_Given text_
┄┄┄┄┄┄┄┄┄┄
Mibuna, also not squid

For my dinner-out in, I made a spice mix to rub into the slits I cut in the duck skin to give the fat someplace to go so the skin would crisp-- coriander, cumin, and a little allspice. Pan seared, finished to medium rare in the oven, let rest, and sliced and served sprinkled with a few grains of gray sea salt. Simple and traditional. The duck was simply outstanding. While searing, it smelled pretty aggressively livery (US duck can taste livery if cooked much past med-rare), but when finished the flavor was rich, full, and mellow and the mahogany skin was cracklingly crisp with just a hint of spice. The mibuna was the perfect accompaniment-- sauteed with some garlic and just a little salt and pepper, it was indeed a little sweet and finished with a peppery, almost minty, bite. With some simple mashed potatoes and a rhubarb-ginger compote, I think this may have been the best meal I've eaten so far in Paris. I'll have to eat here again.

It's a shame I didn't anticipate this success and seek out a more deserving wine than our 5-euro house Cahors-- a more sophisticated Cahors, or a St Joseph, would have been ideal. It's also a shame Karen wasn't here to share in the eating, and she might be mad if she finds out what she missed. She hates beets, so I'm hoping she'll skip this post.

Nothing but beets

22 April 2009

Just keep it away from the bagpipes

Wednesday is President Wilson market day, and since I'm abandoned in Paris for the next several days (awwww....), I decided to spend some time cooking. Not that I don't cook when Karen is here, but when you're feeding somebody else, there are time frames to be considered, odds of success to be calculated, etc. Home alone, there's more room to slide, and I was feeling adventurous.
┄┄┄┄┄┄┄┄┄┄
_Short exercise_
Name every spice in the mix that the given text says was rubbed into the slits in the duck skin.
┄┄┄┄┄┄┄┄┄┄
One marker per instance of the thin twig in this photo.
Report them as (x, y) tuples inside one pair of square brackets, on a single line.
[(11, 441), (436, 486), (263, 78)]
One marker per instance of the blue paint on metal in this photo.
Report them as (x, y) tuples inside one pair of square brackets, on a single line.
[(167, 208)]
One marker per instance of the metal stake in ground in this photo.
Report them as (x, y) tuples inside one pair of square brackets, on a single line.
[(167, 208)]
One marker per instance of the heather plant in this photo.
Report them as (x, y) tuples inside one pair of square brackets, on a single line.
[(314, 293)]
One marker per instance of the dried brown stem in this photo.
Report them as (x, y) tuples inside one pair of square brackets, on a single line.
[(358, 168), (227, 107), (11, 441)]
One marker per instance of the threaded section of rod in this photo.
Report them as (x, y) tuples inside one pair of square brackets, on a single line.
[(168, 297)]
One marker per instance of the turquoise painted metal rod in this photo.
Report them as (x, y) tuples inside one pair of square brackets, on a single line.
┄┄┄┄┄┄┄┄┄┄
_The output_
Coriander, cumin, and allspice.